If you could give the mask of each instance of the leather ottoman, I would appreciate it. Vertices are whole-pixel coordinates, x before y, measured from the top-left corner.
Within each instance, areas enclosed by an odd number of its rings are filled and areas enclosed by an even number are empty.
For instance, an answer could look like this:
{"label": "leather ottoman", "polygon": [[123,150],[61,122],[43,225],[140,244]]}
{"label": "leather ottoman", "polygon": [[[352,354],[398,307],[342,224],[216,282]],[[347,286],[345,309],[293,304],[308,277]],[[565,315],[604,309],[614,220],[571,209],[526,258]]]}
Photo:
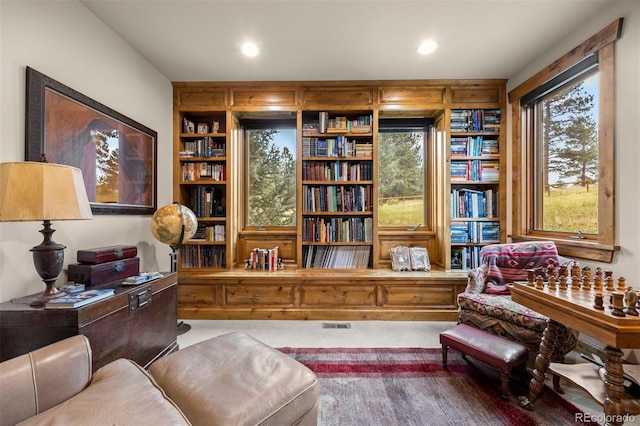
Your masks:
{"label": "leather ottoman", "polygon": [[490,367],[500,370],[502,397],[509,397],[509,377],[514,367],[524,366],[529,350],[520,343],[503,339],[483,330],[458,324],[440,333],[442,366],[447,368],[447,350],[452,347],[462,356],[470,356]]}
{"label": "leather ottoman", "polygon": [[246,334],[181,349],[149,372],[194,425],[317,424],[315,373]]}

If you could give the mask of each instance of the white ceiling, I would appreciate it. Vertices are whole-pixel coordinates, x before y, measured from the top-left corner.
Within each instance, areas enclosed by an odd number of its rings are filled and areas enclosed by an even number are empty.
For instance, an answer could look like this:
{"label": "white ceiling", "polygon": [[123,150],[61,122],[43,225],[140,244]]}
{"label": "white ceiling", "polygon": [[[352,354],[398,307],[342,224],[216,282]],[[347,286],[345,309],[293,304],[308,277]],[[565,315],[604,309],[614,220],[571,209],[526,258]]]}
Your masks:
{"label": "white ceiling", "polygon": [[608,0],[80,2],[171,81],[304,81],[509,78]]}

------------------------------------------------

## Short task
Copy the records above exactly, leaving out every picture.

## Output of the exercise
If you could give the mask of each instance of the leather ottoman, I would appreciate it. Vertices are whole-pixel coordinates, x before y, measured from the top-left corner.
Within each instance, areas enclosed by an odd number of its rings are filled and areas enclosed by an even number are empty.
For instance, an answer could look like this:
{"label": "leather ottoman", "polygon": [[123,150],[61,122],[43,225],[140,244]]}
{"label": "leather ottoman", "polygon": [[[352,354],[398,307],[342,224],[216,282]],[[347,286],[345,309],[293,304],[308,277]],[[565,315],[604,309],[614,220],[571,209],[526,258]]]}
Photo:
Your masks:
{"label": "leather ottoman", "polygon": [[490,367],[500,370],[502,397],[509,397],[509,377],[514,367],[524,366],[529,350],[520,343],[503,339],[483,330],[458,324],[440,333],[442,366],[447,368],[447,350],[452,347],[462,356],[470,356]]}
{"label": "leather ottoman", "polygon": [[246,334],[181,349],[149,372],[194,425],[317,424],[315,373]]}

If you could give the mask of each instance of the white ceiling, I would appreciate it. Vertices are whole-pixel coordinates, x before y, measured from the top-left corner.
Within each instance, areas enclosed by an odd number of its rings are filled and areas enclosed by an even number are empty.
For instance, an answer could look like this:
{"label": "white ceiling", "polygon": [[123,150],[61,122],[43,225],[140,244]]}
{"label": "white ceiling", "polygon": [[[352,354],[398,307],[342,224],[216,282]],[[347,286],[345,309],[293,304],[308,277]],[[565,315],[604,309],[614,220],[571,209],[526,258]]]}
Your masks:
{"label": "white ceiling", "polygon": [[608,0],[80,2],[171,81],[304,81],[509,78]]}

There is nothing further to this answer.